* Start *
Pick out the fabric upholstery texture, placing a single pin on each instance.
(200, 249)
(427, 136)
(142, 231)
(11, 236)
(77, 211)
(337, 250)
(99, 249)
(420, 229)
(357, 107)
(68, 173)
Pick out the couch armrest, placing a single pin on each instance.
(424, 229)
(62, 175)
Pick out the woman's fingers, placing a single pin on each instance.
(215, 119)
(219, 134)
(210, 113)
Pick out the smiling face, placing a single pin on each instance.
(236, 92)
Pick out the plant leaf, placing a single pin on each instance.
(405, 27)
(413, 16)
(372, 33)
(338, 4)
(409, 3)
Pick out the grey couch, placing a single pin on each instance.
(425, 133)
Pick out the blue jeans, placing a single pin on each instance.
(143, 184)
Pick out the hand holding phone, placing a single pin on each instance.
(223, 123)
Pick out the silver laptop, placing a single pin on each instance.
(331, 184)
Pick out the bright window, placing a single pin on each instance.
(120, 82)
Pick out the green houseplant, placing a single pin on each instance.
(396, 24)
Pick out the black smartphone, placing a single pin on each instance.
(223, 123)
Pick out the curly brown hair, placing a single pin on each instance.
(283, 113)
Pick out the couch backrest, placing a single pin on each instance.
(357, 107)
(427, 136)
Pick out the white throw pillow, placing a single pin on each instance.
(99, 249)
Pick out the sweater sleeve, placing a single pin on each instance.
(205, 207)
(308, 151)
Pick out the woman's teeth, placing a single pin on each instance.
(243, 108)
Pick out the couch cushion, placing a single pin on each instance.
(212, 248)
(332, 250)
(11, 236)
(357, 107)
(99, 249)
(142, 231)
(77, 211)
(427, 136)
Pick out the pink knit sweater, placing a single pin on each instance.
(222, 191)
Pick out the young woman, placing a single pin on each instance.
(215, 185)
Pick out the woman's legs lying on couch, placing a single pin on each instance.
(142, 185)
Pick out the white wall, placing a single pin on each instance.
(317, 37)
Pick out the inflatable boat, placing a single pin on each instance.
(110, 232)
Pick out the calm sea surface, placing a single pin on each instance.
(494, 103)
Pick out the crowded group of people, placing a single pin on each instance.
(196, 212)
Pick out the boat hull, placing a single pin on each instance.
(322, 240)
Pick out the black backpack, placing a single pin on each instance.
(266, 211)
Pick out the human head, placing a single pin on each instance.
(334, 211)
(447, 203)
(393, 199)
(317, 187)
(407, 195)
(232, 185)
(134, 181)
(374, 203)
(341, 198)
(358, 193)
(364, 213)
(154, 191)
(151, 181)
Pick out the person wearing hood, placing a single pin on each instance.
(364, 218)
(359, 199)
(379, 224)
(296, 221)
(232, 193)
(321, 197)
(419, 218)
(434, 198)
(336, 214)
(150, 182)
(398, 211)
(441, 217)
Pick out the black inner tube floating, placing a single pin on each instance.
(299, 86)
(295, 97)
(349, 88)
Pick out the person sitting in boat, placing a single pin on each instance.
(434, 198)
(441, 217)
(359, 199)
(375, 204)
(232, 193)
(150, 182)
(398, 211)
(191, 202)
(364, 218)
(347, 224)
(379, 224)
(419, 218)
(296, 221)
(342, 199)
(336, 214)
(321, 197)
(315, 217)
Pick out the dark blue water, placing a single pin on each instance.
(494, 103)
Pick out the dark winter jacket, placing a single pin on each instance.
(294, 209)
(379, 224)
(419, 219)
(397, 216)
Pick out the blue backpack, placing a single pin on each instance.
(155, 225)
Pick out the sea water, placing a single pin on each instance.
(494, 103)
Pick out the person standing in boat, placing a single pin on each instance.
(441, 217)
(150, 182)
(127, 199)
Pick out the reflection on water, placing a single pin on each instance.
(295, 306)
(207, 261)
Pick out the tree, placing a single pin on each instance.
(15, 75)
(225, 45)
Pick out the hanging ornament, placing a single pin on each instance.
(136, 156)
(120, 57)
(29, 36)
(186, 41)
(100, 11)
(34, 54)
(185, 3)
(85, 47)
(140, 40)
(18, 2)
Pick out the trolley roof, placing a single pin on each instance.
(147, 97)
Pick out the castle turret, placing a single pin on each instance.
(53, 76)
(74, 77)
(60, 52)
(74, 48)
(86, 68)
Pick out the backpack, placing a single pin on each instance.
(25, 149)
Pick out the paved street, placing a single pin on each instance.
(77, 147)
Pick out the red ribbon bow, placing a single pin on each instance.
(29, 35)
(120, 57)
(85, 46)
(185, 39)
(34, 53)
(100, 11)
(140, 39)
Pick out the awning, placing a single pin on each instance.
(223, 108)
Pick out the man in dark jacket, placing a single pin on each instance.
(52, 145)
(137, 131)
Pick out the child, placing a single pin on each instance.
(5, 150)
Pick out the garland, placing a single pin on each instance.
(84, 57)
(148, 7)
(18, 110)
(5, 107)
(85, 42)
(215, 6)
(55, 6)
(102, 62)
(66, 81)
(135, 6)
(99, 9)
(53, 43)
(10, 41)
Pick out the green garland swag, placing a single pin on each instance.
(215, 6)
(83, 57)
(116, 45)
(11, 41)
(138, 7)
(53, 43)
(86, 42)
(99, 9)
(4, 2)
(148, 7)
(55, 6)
* End *
- [Work to complete]: Copy all the lines above, putting "one point" in place of every "a single pin" and leaving the rest unchanged.

- [Answer to the exercise]:
Pick out the fabric upholstery texture, placing one point on each instance.
(200, 249)
(427, 136)
(142, 231)
(11, 236)
(77, 211)
(337, 250)
(99, 249)
(420, 229)
(357, 107)
(68, 173)
Pick out the couch armrest, placing one point on each instance.
(424, 229)
(62, 175)
Pick out the woman's fingers, placing one point on each instance.
(215, 119)
(219, 134)
(210, 113)
Pick out the smiling face, placing one point on each instance.
(236, 92)
Pick out the plant leaf, placing one point on each instance.
(405, 27)
(413, 16)
(372, 33)
(338, 4)
(409, 3)
Pick out the grey couch, placing one point on each instance.
(425, 133)
Pick out the blue jeans, placing one point on each instance.
(143, 184)
Pick out the hand holding phone, placing one point on each instance.
(223, 123)
Pick out the silver laptop, placing one point on each instance.
(331, 184)
Pick out the bright window, placing one point on each instance.
(120, 82)
Pick out the green houseplant, placing one point on each instance.
(396, 24)
Pick out the black smartphone, placing one point on each instance.
(223, 123)
Pick out the curly brown hair, placing one point on each instance.
(283, 113)
Pick out the couch backrest, placing one point on each instance.
(357, 107)
(427, 136)
Pick out the white throw pillow, placing one point on each instance.
(99, 249)
Pick out the sweater sleeve, placing one point on each instance.
(205, 207)
(308, 151)
Pick out the woman's teeth, placing one point on each instance.
(243, 108)
Pick out the couch cushion, placing one point on each instance.
(212, 248)
(332, 250)
(11, 236)
(357, 107)
(99, 249)
(142, 231)
(77, 211)
(427, 136)
Pick out the pink knit sweater, placing one point on each instance.
(222, 191)
Pick out the young woman, placing one point on each instance.
(215, 185)
Pick out the woman's legs lying on couch, placing one point on each instance.
(142, 185)
Pick out the white wall, placing one point on each instance.
(317, 37)
Pick out the inflatable boat, placing one point on each instance.
(110, 232)
Pick out the calm sea surface, placing one point on each instance.
(494, 103)
Pick out the crowded group of people, placing one point on each instance.
(196, 212)
Pick out the boat hull, placing one point on each instance.
(322, 240)
Pick out the black backpack, placing one point on each instance.
(266, 211)
Pick out the human head, placing one point on each instance.
(334, 211)
(447, 203)
(393, 199)
(317, 187)
(407, 195)
(232, 185)
(134, 181)
(374, 203)
(341, 198)
(358, 193)
(364, 213)
(154, 191)
(151, 181)
Pick out the person wearing hood, placing one point on each instance.
(364, 218)
(359, 199)
(379, 224)
(296, 221)
(232, 193)
(321, 197)
(419, 218)
(434, 198)
(336, 214)
(150, 182)
(398, 211)
(441, 217)
Pick out the black inner tube floating, placing one point on each instance.
(299, 86)
(295, 97)
(349, 88)
Pick out the person sitting in boat, placing one point on each instance.
(434, 198)
(441, 217)
(359, 199)
(375, 204)
(232, 193)
(150, 182)
(398, 211)
(191, 202)
(364, 218)
(347, 224)
(379, 224)
(419, 218)
(296, 221)
(342, 199)
(336, 214)
(321, 197)
(315, 217)
Pick out the dark blue water, placing one point on each instance.
(494, 103)
Pick out the dark winter jacket, placing one point on each instance.
(294, 209)
(379, 224)
(419, 219)
(397, 216)
Pick out the blue backpack, placing one point on each instance.
(155, 225)
Pick out the sea water, placing one point on each instance.
(494, 103)
Pick out the person standing in boat, placing one point on each instance.
(441, 217)
(150, 182)
(127, 199)
Pick out the reflection on water, placing one point on each instance.
(295, 306)
(207, 261)
Pick out the tree, placing one point on each instance.
(15, 75)
(225, 45)
Pick out the hanging ornament, placing one point on each instance.
(136, 156)
(120, 57)
(29, 36)
(186, 41)
(100, 11)
(34, 54)
(185, 3)
(85, 47)
(140, 40)
(18, 2)
Pick out the trolley roof, placing one point on each instance.
(147, 97)
Pick out the castle turret, placing one point on each instance.
(53, 76)
(74, 77)
(60, 52)
(74, 48)
(86, 68)
Pick out the backpack, placing one point on each instance.
(25, 149)
Pick out the paved street, placing one point on each instance.
(77, 147)
Pick out the red ribbon bow, placing one point on each instance.
(29, 35)
(120, 57)
(85, 46)
(185, 39)
(34, 53)
(100, 11)
(140, 39)
Pick out the awning, placing one point on each instance.
(223, 108)
Pick out the man in dark jacket, placing one point on each instance.
(52, 145)
(137, 131)
Pick out the child, placing one point on each instance.
(5, 150)
Pick out the garland, placing one point on each instance.
(84, 57)
(148, 7)
(18, 110)
(5, 107)
(85, 42)
(215, 6)
(55, 6)
(102, 62)
(66, 81)
(135, 6)
(99, 9)
(53, 43)
(10, 41)
Pick out the green garland swag, placing one point on each instance.
(215, 6)
(83, 57)
(116, 45)
(11, 41)
(138, 7)
(53, 43)
(86, 42)
(99, 9)
(4, 2)
(148, 7)
(55, 6)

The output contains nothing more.